* Work to do *
Render the portion of the items that begins with the line containing "Would you mind marking the floppy" and continues through the end of the items as a JSON list of strings, one string per line and with blank lines omitted.

* Supplied material *
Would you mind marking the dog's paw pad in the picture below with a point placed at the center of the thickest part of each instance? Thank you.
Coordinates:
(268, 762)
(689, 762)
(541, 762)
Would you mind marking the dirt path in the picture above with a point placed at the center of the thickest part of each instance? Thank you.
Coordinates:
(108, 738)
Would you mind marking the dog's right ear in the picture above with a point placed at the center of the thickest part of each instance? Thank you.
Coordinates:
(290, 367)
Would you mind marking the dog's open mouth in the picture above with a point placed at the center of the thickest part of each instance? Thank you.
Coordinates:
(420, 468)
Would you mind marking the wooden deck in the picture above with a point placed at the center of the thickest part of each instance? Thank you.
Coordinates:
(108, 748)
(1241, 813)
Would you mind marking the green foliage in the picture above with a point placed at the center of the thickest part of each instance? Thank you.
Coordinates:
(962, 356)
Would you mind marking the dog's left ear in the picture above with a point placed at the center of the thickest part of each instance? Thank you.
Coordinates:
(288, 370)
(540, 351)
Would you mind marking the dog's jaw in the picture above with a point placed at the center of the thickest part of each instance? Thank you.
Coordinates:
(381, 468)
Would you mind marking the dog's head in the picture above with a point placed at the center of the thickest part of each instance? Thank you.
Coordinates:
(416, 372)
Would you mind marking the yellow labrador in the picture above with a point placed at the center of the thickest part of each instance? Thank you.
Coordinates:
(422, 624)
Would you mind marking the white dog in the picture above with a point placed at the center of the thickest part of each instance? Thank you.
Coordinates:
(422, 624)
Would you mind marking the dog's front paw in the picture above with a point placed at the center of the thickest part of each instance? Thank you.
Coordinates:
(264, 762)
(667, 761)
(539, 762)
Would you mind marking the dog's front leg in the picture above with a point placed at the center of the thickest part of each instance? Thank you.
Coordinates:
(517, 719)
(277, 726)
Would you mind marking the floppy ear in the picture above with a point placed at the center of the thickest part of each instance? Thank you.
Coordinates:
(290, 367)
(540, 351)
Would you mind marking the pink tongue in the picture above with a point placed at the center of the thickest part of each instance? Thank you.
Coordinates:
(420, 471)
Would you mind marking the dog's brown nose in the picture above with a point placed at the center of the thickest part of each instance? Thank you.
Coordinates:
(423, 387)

* Task answer *
[
  "Would you mind marking the floppy ear in the picture above with a point placed at the center of the thickest part of each instance? Thank you.",
  "Coordinates:",
  "(290, 367)",
  "(540, 351)",
  "Would you mind marking the pink tongue in the picture above with a point placed at the center of the thickest part of each instance? Thank you.",
  "Coordinates:",
  "(420, 471)",
  "Would you mind marking the dog's brown nose in the picture above with a point placed at the center of the thickest part of each instance? Thank you.",
  "Coordinates:",
  "(423, 387)"
]